# WHAT IS NEEDED
Rewrite the listing below with "innermost point" changed to "central point" wherever it occurs, keeping everything else the same.
** Start of DATASET EXTRACT **
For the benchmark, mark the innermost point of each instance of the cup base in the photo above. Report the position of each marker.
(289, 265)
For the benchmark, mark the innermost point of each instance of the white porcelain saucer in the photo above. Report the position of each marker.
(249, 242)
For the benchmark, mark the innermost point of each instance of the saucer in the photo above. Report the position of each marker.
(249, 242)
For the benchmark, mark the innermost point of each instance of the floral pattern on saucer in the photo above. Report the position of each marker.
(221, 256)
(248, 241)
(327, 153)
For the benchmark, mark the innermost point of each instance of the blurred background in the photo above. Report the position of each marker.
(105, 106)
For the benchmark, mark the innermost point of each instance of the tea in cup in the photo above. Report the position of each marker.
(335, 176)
** End of DATASET EXTRACT **
# PROBLEM SOLUTION
For the benchmark, mark the central point of each instance of the cup base in the photo above. Report the position of each marker.
(289, 265)
For the benchmark, mark the central point of each instance of the white porcelain saucer in the photo above. Report the position of each marker.
(249, 242)
For the benchmark, mark the central point of each instance of the saucer in the photo above. Report the position of each marker.
(249, 242)
For the benchmark, mark the central point of each instance of the floral pattern on saucer in the photo above. Report the position of each marker.
(221, 256)
(248, 241)
(327, 153)
For the benchmark, mark the central point of each instance of the blurred background in the photo above. Report the position of each marker.
(105, 106)
For the benchmark, mark the central point of each instance of the tea in cup in the photo above. Report the position of each marker.
(335, 176)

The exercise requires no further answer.